◆ PROVIDED DATA
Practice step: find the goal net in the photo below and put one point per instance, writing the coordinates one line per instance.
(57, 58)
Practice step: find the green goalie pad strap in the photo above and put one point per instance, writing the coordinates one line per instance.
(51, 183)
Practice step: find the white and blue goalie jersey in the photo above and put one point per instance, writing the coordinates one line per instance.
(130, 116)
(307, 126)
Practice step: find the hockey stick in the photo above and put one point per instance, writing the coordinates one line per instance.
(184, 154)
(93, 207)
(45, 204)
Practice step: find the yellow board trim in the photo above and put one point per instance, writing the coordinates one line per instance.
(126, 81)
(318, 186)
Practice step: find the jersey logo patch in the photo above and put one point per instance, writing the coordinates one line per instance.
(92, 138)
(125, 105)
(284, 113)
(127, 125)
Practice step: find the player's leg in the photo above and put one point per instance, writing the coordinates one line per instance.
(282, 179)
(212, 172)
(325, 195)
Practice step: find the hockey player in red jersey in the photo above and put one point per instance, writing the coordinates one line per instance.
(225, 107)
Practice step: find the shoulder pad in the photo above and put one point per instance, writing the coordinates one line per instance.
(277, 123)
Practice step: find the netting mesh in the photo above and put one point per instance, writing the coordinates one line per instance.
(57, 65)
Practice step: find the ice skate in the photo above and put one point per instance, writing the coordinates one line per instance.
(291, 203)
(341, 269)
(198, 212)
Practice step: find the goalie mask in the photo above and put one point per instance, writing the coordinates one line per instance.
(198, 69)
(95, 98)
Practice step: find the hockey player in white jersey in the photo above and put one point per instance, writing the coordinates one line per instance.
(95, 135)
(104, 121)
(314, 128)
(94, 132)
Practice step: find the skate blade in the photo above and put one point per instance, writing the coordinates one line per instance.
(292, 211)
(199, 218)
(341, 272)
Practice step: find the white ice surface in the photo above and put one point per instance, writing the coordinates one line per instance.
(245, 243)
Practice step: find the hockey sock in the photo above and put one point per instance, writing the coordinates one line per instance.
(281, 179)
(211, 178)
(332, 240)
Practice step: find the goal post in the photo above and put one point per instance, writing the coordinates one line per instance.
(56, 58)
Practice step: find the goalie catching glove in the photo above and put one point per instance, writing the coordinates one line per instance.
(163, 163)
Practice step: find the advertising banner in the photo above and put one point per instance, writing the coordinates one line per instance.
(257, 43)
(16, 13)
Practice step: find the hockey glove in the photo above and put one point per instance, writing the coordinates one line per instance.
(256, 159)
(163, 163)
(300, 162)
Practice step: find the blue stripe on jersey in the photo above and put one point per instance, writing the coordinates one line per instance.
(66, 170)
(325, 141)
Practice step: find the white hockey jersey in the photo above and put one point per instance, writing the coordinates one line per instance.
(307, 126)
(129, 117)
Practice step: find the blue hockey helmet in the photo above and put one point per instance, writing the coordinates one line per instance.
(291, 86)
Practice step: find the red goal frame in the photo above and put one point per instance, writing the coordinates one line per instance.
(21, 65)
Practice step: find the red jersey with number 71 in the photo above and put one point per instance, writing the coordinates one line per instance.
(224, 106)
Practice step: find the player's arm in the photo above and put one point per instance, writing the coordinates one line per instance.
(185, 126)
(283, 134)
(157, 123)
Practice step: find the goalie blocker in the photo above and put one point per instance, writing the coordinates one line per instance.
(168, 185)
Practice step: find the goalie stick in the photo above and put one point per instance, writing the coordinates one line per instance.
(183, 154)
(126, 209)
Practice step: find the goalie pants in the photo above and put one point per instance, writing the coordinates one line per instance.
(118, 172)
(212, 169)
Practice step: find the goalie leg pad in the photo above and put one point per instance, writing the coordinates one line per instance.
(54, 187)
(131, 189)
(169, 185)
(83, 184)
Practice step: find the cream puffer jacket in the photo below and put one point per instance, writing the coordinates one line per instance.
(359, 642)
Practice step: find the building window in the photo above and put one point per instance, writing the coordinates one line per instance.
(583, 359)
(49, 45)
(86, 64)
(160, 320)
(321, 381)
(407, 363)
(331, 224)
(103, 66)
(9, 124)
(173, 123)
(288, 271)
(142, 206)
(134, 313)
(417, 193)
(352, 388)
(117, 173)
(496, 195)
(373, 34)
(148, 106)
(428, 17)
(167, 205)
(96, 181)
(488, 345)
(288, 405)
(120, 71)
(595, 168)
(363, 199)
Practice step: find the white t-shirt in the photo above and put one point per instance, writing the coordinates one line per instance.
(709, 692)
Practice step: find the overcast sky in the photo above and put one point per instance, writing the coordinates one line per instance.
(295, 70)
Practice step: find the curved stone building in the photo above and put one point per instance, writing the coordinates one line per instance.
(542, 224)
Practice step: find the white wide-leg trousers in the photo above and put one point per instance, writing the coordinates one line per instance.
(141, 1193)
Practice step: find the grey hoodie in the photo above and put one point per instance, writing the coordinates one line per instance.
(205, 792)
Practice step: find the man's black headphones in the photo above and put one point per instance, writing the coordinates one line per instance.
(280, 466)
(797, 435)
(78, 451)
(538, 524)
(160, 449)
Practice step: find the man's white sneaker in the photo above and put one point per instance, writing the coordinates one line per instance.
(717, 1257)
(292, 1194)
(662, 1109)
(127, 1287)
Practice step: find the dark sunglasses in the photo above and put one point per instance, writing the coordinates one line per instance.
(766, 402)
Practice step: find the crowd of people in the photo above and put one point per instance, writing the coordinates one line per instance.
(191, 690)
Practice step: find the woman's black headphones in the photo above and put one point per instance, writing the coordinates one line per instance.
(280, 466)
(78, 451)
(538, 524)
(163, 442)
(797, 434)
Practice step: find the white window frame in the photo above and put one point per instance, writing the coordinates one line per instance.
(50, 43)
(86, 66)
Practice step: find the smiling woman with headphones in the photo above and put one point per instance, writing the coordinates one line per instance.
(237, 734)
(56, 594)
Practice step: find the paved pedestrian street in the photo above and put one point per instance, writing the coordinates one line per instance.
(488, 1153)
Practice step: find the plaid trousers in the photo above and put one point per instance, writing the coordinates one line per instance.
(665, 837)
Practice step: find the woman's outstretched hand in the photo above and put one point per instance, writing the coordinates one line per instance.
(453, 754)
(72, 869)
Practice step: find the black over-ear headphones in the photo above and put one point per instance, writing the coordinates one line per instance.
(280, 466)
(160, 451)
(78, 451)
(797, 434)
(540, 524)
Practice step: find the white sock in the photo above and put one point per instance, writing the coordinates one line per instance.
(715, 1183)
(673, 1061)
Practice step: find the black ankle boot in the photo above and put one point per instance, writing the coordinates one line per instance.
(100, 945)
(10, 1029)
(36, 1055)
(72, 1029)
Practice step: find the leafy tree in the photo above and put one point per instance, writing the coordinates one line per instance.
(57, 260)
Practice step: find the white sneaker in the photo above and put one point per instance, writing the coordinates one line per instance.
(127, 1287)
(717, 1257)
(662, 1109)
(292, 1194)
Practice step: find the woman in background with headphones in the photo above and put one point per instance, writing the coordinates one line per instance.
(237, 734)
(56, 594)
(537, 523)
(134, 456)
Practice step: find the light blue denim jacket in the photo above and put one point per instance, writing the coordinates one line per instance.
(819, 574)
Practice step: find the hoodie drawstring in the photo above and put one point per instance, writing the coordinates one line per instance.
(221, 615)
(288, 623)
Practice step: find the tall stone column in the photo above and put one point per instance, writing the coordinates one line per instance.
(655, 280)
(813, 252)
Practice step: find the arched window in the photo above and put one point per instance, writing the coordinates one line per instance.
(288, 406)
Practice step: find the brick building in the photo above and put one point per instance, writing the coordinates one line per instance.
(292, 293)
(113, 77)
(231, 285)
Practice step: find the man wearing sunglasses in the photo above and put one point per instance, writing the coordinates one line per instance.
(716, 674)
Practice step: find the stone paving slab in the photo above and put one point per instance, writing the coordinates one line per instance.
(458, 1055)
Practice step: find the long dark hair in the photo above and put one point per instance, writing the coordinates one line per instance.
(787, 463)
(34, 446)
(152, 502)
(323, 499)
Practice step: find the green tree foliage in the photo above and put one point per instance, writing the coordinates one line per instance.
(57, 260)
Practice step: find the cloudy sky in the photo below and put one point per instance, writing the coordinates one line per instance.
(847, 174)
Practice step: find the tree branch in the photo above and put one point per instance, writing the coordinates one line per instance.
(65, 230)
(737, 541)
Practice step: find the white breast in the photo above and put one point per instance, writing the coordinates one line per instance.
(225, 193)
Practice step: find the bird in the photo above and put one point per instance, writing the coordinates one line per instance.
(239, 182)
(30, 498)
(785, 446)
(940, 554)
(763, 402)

◆ STATED PROBLEM
Give back, unchanged, every line from the one with "Practice step: find the hoodie" to the end of the entries above.

◆ FULL OUTPUT
Practice step: find the hoodie drawstring in the photo above and put one point per instance, writing the coordinates one line per instance.
(221, 615)
(288, 623)
Practice step: find the tall stone column in the photo above and put one point per instance, writing the coordinates one line per instance.
(655, 280)
(813, 252)
Practice step: find the arched window in the photo above and put one point per instance, writing the coordinates one line per instance.
(288, 406)
Practice step: find the brick building in the photo above and put one point per instance, writing the coordinates one line per instance.
(292, 293)
(113, 77)
(231, 285)
Practice step: find the man wearing sunglasses in the photo above and put one point per instance, writing the coordinates one line per instance.
(716, 674)
Practice step: find the stone paving slab in the photo above and put one point per instance, writing the coordinates one line per instance.
(458, 1055)
Practice step: find the long dark hair in the photo above and put one point per instance, writing the coordinates one line per instance.
(787, 463)
(34, 446)
(152, 502)
(323, 499)
Practice step: find the green tree foliage in the photo above and put one point per instance, writing the coordinates one line per instance.
(57, 260)
Practice step: find the cloudy sky in the photo below and put one point per instance, writing the coordinates one line per instance.
(847, 174)
Practice step: find the tree branch in the photo above and put one point per instance, writing the coordinates one line per instance.
(65, 230)
(737, 541)
Practice step: find the white breast in the photo above and put one point per instance, writing the coordinates one line per instance.
(225, 193)
Practice step: find the bird in the photo above and put one point per instance, writing the coordinates one line per instance.
(239, 182)
(30, 498)
(785, 446)
(940, 554)
(763, 402)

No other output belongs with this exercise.